● DOCUMENT:

######

Hi, Nellie! is a 1934 American crime drama film directed by Mervyn LeRoy and starring Paul Muni and Glenda Farrell. A newspaper editor is demoted to writing an advice column for refusing to go along with the crowd in declaring a missing lawyer to be a thief.

Plot
Newspaper editor Brad (Paul Muni) learns that Frank J. Canfield, the head of the governor's investigating committee, has disappeared, along with a large sum of money. He refuses to print the story on the front page of the newspaper because there is no proof that Canfield, an honest and prominent lawyer, fled with the missing funds. When every other newspaper in the city features the story, the newspaper's owner Graham (Berton Churchill) reprimands Brad for the missing story and fires him. Brad says that his contract does not allow him to be fired, so Graham decides to make him write the lonely hearts column.

######

● RECORDS PROVIDED:
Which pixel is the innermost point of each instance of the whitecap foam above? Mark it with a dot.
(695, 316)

######

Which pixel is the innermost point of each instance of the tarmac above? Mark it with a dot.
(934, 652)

######

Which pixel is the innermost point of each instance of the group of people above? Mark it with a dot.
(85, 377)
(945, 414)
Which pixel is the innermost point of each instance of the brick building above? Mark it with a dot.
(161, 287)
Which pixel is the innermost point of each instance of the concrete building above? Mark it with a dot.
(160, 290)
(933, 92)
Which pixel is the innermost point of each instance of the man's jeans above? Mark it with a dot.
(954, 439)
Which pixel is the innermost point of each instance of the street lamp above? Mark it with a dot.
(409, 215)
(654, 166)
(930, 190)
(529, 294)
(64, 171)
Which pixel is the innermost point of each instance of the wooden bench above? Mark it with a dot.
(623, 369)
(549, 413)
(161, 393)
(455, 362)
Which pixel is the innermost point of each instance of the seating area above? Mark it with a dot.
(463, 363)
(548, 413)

######

● THE TASKS:
1. According to the film summary, what column does Graham make Brad write?
2. Please return every line of the records that contains the word "building".
The records have no connection to the film summary.

● THE ANSWERS:
1. The lonely hearts column.

2.
Which pixel is the innermost point of each instance of the brick building above? Mark it with a dot.
Which pixel is the innermost point of each instance of the concrete building above? Mark it with a dot.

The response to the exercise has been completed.